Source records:
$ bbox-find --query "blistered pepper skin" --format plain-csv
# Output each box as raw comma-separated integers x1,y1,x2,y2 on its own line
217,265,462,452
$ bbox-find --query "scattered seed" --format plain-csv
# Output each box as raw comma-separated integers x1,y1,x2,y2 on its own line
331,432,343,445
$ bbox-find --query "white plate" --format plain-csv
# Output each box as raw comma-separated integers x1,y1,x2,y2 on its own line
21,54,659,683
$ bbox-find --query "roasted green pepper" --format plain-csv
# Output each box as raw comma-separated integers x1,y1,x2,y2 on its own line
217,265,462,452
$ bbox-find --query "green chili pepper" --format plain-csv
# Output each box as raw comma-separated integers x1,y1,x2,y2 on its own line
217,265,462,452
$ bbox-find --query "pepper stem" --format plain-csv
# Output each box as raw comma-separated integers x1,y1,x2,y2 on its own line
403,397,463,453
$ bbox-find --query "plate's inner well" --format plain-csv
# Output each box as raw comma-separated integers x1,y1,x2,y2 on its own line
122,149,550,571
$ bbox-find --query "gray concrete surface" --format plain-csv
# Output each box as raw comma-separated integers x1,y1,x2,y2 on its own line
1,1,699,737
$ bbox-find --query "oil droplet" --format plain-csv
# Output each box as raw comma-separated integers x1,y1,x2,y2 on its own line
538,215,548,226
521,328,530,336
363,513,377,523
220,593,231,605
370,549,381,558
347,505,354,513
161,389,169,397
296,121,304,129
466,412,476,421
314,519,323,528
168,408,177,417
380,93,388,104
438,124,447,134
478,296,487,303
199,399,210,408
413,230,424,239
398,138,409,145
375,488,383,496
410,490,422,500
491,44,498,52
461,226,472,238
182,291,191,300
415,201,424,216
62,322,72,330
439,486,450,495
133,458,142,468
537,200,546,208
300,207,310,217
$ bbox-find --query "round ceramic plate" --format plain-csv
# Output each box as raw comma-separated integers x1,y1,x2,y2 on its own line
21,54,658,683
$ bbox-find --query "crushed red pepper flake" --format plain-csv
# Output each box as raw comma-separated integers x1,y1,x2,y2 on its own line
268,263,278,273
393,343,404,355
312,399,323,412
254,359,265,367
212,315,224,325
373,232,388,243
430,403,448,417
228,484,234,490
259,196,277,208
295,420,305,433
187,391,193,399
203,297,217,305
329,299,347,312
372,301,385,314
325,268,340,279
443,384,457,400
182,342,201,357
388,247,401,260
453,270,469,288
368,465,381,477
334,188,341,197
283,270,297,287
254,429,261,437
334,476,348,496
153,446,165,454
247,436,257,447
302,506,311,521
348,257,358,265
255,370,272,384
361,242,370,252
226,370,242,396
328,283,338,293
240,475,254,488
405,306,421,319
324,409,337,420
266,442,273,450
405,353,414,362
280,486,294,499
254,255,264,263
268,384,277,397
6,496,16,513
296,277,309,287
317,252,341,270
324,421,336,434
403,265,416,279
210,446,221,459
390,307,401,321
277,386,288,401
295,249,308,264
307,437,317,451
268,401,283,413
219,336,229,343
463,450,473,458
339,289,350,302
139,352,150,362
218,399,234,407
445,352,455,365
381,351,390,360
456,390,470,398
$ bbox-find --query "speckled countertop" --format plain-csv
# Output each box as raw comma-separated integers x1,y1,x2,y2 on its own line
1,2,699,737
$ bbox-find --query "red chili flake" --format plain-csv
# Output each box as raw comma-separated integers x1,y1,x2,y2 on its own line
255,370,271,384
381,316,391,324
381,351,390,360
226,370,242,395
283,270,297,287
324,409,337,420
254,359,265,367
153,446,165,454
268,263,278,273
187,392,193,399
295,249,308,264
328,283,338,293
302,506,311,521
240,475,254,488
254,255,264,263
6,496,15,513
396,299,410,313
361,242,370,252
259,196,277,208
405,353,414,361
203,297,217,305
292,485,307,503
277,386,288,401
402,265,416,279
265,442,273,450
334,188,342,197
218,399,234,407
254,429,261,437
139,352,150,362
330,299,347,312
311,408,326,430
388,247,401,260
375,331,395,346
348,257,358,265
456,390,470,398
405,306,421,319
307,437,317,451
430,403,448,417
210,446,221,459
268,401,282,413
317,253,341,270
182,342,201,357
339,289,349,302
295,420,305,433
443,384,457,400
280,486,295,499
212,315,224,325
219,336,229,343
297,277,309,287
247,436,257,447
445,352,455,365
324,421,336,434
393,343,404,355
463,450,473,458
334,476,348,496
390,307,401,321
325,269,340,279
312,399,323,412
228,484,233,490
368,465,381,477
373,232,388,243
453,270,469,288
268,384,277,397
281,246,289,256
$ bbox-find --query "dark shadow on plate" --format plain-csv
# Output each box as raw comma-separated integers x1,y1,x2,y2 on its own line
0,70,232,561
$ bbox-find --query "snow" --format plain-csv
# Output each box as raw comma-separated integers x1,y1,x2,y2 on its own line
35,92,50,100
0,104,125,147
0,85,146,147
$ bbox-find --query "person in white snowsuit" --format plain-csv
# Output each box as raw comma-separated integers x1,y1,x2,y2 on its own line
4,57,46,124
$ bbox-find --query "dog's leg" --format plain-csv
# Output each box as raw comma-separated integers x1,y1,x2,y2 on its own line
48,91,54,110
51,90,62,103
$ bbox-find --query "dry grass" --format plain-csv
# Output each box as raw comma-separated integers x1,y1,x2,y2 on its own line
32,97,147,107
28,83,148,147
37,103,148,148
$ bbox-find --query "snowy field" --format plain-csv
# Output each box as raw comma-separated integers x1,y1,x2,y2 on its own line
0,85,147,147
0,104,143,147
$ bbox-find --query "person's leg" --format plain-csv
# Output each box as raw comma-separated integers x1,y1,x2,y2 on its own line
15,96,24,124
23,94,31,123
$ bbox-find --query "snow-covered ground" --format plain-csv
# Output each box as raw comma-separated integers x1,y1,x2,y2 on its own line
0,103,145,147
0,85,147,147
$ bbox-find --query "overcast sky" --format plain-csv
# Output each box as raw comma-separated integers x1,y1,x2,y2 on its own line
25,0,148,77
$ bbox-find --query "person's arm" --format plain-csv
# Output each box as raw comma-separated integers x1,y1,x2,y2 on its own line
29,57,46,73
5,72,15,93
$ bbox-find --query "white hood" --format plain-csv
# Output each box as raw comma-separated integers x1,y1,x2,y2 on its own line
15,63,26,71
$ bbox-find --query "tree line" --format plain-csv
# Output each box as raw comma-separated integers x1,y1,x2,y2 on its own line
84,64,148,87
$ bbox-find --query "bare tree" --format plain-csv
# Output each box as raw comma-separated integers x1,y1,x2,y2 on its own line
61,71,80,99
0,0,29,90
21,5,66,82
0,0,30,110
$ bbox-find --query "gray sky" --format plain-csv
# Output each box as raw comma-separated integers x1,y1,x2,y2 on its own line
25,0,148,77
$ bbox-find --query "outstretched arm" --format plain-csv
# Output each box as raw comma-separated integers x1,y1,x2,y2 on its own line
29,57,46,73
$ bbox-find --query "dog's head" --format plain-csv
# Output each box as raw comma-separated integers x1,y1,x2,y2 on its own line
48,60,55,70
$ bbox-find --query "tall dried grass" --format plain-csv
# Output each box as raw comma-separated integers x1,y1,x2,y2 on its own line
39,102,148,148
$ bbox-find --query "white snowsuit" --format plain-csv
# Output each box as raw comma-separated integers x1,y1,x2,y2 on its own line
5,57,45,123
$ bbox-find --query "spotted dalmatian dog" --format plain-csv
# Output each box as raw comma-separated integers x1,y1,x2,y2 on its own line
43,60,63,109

- Task item: Every line above should be output exactly as it stands.

- Answer to the problem:
$ bbox-find --query "blistered pepper skin" --format plain-csv
# Output each box as raw comma-separated integers x1,y1,x2,y2 on its own line
217,265,462,452
$ bbox-find --query "scattered seed" --format plain-csv
# Output each box as raw comma-separated integers x1,y1,x2,y2 on its own line
331,432,343,445
$ bbox-find --query "white plate" --format plain-csv
# Output each box as raw comma-separated integers x1,y1,x2,y2 on its own line
21,54,659,683
$ bbox-find --query "roasted green pepper" --format plain-csv
# Output each box as raw comma-separated integers x1,y1,x2,y2 on its own line
217,265,462,452
$ bbox-find --query "green chili pepper" --format plain-csv
# Output each box as raw comma-separated integers x1,y1,x2,y2 on its own line
217,265,462,452
$ bbox-find --query "pepper stem" --format plain-csv
# Output each box as raw comma-separated integers x1,y1,x2,y2 on its own line
403,397,463,453
$ bbox-find --query "plate's inner well" --format plain-csv
# Output each box as raw comma-separated integers x1,y1,x2,y2 on its own line
122,149,550,571
$ bbox-find --query "gray concrete surface" --format plain-csv
# Output each box as raw comma-separated integers x1,y1,x2,y2 on its own line
1,1,699,737
$ bbox-find --query "oil droplet" --format plain-csv
# Output each box as raw comma-separated integers x1,y1,x2,y2 on its own line
538,215,548,226
521,328,530,336
363,513,377,523
220,593,231,605
370,549,381,558
347,505,354,513
161,389,169,397
296,121,304,129
466,412,476,421
314,519,323,528
168,408,177,417
380,93,388,104
438,124,447,134
478,296,487,303
199,399,210,408
413,230,424,239
398,138,409,145
375,488,383,496
410,490,422,500
491,44,498,52
461,226,472,238
182,291,191,300
415,201,424,216
62,322,72,330
439,486,450,495
133,458,142,468
537,200,546,208
300,207,310,217
$ bbox-find --query "round ceramic plate" --format plain-csv
# Output each box as raw comma-separated integers x1,y1,x2,y2 on its own line
21,54,658,683
$ bbox-find --query "crushed red pepper flake" --format plain-csv
# Output each box as raw comma-separated integers x1,y1,x2,y2 on its own line
268,263,278,273
393,343,404,355
312,399,323,412
254,359,265,367
212,315,224,325
373,232,388,243
430,403,448,417
228,484,234,490
259,196,277,208
295,420,305,433
187,391,193,399
203,297,217,305
329,299,347,312
372,301,385,314
325,268,340,279
443,384,457,400
182,342,201,357
388,247,401,260
453,270,469,288
368,465,381,477
334,188,341,197
283,270,297,287
254,429,261,437
334,476,348,496
153,446,165,454
247,436,257,447
302,506,311,521
348,257,358,265
255,370,272,384
361,242,370,252
226,370,242,396
328,283,338,293
240,475,254,488
405,306,421,319
324,409,337,420
266,442,273,450
405,353,414,362
280,486,294,499
254,255,264,263
268,384,277,397
6,496,16,513
296,277,309,287
317,252,341,270
324,421,336,434
403,265,416,279
210,446,221,459
390,307,401,321
277,386,288,401
295,249,308,264
307,437,317,451
268,401,283,413
219,336,229,343
463,450,473,458
339,289,350,302
139,352,150,362
218,399,234,407
445,352,455,365
381,351,390,360
456,390,470,398
$ bbox-find --query "speckled countertop" --format plain-csv
# Output each box as raw comma-separated integers x1,y1,x2,y2 on its own line
1,2,699,737
$ bbox-find --query "red chili flake" --format plain-csv
# Output each box as raw comma-separated integers x1,y1,x2,y2 on its own line
255,370,271,384
381,316,391,324
381,351,390,360
226,370,242,395
283,270,297,287
324,409,337,420
254,359,265,367
153,446,165,454
268,263,278,273
187,392,193,399
295,249,308,264
328,283,338,293
302,506,311,521
240,475,254,488
254,255,264,263
6,496,15,513
396,299,410,313
361,242,370,252
259,196,277,208
405,353,414,361
203,297,217,305
292,485,307,503
277,386,288,401
402,265,416,279
265,442,273,450
334,188,342,197
218,399,234,407
254,429,261,437
139,352,150,362
330,299,347,312
311,408,326,430
388,247,401,260
375,331,395,346
348,257,358,265
456,390,470,398
405,306,421,319
307,437,317,451
430,403,448,417
210,446,221,459
268,401,282,413
317,253,341,270
182,342,201,357
339,289,349,302
295,420,305,433
443,384,457,400
280,486,295,499
212,315,224,325
219,336,229,343
297,277,309,287
247,436,257,447
445,352,455,365
324,421,336,434
393,343,404,355
463,450,473,458
334,476,348,496
390,307,401,321
325,269,340,279
312,399,323,412
228,484,233,490
368,465,381,477
373,232,388,243
453,270,469,288
268,384,277,397
281,246,289,256
$ bbox-find --query "dark shadow on plate" --format plain-csv
# Output each box as raw comma-separated integers x1,y1,x2,y2 on its own line
0,70,232,561
$ bbox-find --query "snow" --format plain-csv
# Output each box as raw comma-separated integers x1,y1,x2,y2 on its own line
35,92,50,100
0,104,125,147
0,85,146,147
$ bbox-find --query "person in white snowsuit" --format plain-csv
# Output each box as raw comma-separated integers x1,y1,x2,y2 on its own line
4,57,46,124
$ bbox-find --query "dog's leg" --format plain-csv
# Output each box as raw comma-separated integers x1,y1,x2,y2 on its own line
48,91,54,110
51,90,62,103
$ bbox-find --query "dry grass" --format plain-csv
# Output each box as raw comma-separated integers x1,y1,x2,y2 on its own line
32,97,147,107
28,83,148,147
37,103,148,148
$ bbox-find --query "snowy field" --format plain-csv
# Output each box as raw comma-separated integers x1,y1,x2,y2 on its own line
0,85,147,147
0,104,143,147
$ bbox-find --query "person's leg" --format plain-csv
# Output each box as raw comma-separated integers x1,y1,x2,y2 on its own line
15,96,24,124
23,94,31,123
$ bbox-find --query "snow-covered ground" --format plain-csv
# Output each box as raw comma-separated integers x1,y1,x2,y2 on its own line
0,103,145,147
0,85,147,147
$ bbox-find --query "overcast sky" --format plain-csv
# Output each box as raw comma-separated integers x1,y1,x2,y2 on its own line
25,0,148,77
$ bbox-find --query "person's arm" --format plain-csv
# Output each box as raw comma-separated integers x1,y1,x2,y2 on its own line
29,57,46,73
5,72,15,93
$ bbox-find --query "white hood" --format plain-csv
# Output each box as raw comma-separated integers x1,y1,x2,y2 on its own line
15,63,26,71
$ bbox-find --query "tree line" --format plain-csv
# Output each box as raw comma-separated integers x1,y1,x2,y2 on its own line
84,64,148,87
$ bbox-find --query "bare tree" --format plain-csv
# Output each box as raw comma-separated integers x1,y1,x2,y2 on its own line
61,71,80,99
0,0,29,90
21,5,66,82
0,0,30,110
$ bbox-find --query "gray sky" --format plain-csv
# Output each box as raw comma-separated integers x1,y1,x2,y2 on its own line
25,0,148,77
$ bbox-find --query "outstretched arm" --format plain-csv
# Output each box as raw comma-separated integers x1,y1,x2,y2 on its own line
29,57,46,73
$ bbox-find --query "dog's head" --format plain-csv
# Output each box as raw comma-separated integers x1,y1,x2,y2 on its own line
48,60,55,70
$ bbox-find --query "tall dried grass" --format plain-csv
# Output each box as raw comma-separated integers x1,y1,x2,y2 on its own line
39,102,148,148
$ bbox-find --query "white snowsuit" --format plain-csv
# Output each box as raw comma-separated integers x1,y1,x2,y2 on its own line
5,57,45,123
$ bbox-find --query "spotted dalmatian dog" --format plain-csv
# Output each box as raw comma-separated integers x1,y1,x2,y2 on its own line
43,60,63,109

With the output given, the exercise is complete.